» Supplied records:
[Start of Attachment]

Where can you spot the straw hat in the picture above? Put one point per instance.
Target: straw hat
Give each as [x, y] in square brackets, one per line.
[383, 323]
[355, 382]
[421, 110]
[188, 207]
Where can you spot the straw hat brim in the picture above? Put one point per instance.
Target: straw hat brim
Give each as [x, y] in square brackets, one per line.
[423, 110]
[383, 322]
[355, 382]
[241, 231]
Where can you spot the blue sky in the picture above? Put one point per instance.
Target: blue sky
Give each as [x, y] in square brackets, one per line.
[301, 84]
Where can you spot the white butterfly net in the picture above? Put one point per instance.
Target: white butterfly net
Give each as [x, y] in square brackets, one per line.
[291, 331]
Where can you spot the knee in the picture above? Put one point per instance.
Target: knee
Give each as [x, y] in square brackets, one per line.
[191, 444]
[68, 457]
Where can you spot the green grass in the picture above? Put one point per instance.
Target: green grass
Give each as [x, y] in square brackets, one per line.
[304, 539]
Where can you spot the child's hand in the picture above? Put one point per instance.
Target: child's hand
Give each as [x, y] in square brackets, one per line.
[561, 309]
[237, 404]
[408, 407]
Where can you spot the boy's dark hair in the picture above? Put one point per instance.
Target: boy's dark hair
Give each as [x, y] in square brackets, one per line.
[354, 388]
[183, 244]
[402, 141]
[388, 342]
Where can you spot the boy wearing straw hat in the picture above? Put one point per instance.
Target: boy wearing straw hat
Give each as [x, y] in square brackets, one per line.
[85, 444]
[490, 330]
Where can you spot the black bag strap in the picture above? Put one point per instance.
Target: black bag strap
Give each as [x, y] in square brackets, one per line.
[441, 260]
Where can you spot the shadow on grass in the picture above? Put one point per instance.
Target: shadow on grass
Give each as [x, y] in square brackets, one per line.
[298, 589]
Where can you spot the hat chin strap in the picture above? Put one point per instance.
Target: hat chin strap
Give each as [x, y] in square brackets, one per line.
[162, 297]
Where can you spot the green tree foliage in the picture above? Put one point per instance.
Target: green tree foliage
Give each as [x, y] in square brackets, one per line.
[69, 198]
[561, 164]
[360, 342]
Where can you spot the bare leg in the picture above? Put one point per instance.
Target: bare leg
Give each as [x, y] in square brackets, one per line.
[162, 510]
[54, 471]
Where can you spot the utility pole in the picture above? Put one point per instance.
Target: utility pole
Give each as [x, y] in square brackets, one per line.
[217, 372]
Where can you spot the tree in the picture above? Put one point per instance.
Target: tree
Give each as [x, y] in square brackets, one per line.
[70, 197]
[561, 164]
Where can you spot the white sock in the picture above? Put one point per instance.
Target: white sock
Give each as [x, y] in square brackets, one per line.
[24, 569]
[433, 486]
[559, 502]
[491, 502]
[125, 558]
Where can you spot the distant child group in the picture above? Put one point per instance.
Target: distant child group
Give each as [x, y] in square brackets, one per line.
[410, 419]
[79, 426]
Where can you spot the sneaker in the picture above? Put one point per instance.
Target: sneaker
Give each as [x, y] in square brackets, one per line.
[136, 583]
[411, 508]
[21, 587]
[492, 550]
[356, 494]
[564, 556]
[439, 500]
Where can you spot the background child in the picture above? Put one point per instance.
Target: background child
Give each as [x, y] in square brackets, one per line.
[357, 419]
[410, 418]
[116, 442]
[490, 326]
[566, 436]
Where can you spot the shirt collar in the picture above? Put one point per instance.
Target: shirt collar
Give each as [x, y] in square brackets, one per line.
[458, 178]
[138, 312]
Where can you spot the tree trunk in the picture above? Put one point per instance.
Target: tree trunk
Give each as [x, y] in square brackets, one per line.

[End of Attachment]

» Aim of the task: Print the material once more. Change nothing.

» Expected output:
Where can you spot the straw hat in the picture above? Put one point per instance.
Target: straw hat
Give each as [x, y] in square brackets, one per line.
[383, 323]
[355, 382]
[421, 110]
[188, 207]
Where can you spot the straw hat brim in the picture above? Put one point per instance.
Target: straw hat brim
Give each as [x, y] in square brackets, one per line.
[423, 110]
[383, 322]
[355, 382]
[241, 231]
Where can you spot the blue sky in the picture above? Put one point per instance.
Target: blue sky
Give each as [x, y] in square brackets, one per line.
[301, 84]
Where can you spot the white butterfly net in the picture above? Put one point per instance.
Target: white butterfly net
Give each as [x, y] in square brackets, one per line.
[291, 331]
Where can you spot the knee in the picture above? Put one point per instance.
Target: knee
Give each as [x, y] in square brackets, one per line.
[191, 444]
[68, 457]
Where can you spot the green grass in the picture above? Put one point per instance.
Target: green grass
Give each as [x, y] in square brackets, one per line.
[304, 539]
Where can you spot the child's hand in the picture above? Put one point per instance.
Target: child's hand
Give each as [x, y] in square brackets, one per line.
[561, 309]
[237, 404]
[408, 407]
Where can you spot the boy's dark hair in the picture above? Put one point per instance.
Target: boy's dark hair
Give each as [x, y] in square brackets, one per line.
[354, 388]
[183, 244]
[402, 141]
[388, 342]
Where can you spot the boy wearing straw hat in the picture above? Put one point per instance.
Target: boy wearing straw hat
Give each as [x, y] in square brackets, one per line.
[85, 444]
[490, 330]
Where can you spot the black bag strap in the picture above? Put one point per instance.
Target: black bag strap
Give each as [x, y] in square brackets, one per line.
[441, 260]
Where can you spot the shadow on grass in the picture above? Put one point per instance.
Target: shadow on grass
Give each as [x, y] in square brackets, one per line.
[298, 589]
Where can you spot the hat chin strap in the picture above? Put one point per instance.
Target: hat chin strap
Give each as [x, y] in square brackets, one per line.
[162, 297]
Where can you spot the green tree foliage in the picture above? Put one point per instance.
Target: green tree foliage
Give each as [x, y] in square brackets, one per line.
[69, 198]
[561, 164]
[360, 342]
Where can you spot the bare leg in the picture above? Put one point per instance.
Target: bare leg
Give each as [x, y] in square brackets, one per line.
[162, 510]
[54, 471]
Where can you spot the utility pole in the picture above? Put one point per instance.
Target: utility pole
Give each as [x, y] in square brackets, one per line.
[217, 372]
Where can you spot the tree in the picture above? Put one point per instance.
Target: tree
Give each as [x, y] in square brackets, one per line.
[70, 197]
[561, 164]
Where can you spot the white sock in the picture above? Put one point per instance.
Target: white sock
Give each as [x, y] in square brackets, one per line.
[24, 569]
[433, 486]
[559, 502]
[491, 502]
[125, 558]
Where can you spot the distant child group in the picture above? Put one point per instance.
Target: distant child group
Give each as [x, y] in square brackets, one per line.
[410, 419]
[79, 426]
Where can you spot the sneaker in the picture above? Put one point per instance.
Target: sneaker
Give each as [x, y] in square brackets, one per line.
[136, 583]
[411, 508]
[21, 587]
[492, 550]
[356, 494]
[564, 556]
[439, 500]
Where can you spot the background child in the picture above? Put one point per instance.
Target: background child
Give each as [x, y] in square brackets, one per line.
[357, 419]
[410, 418]
[116, 442]
[490, 326]
[566, 436]
Where can you spot the shirt collar in the picture above? Put one point per instance.
Target: shirt collar
Give each as [x, y] in square brackets, one per line.
[458, 178]
[138, 312]
Where can you spot the tree trunk in the picture above? Put one point per instance.
Target: tree trunk
Give each as [x, y] in square brackets, one per line.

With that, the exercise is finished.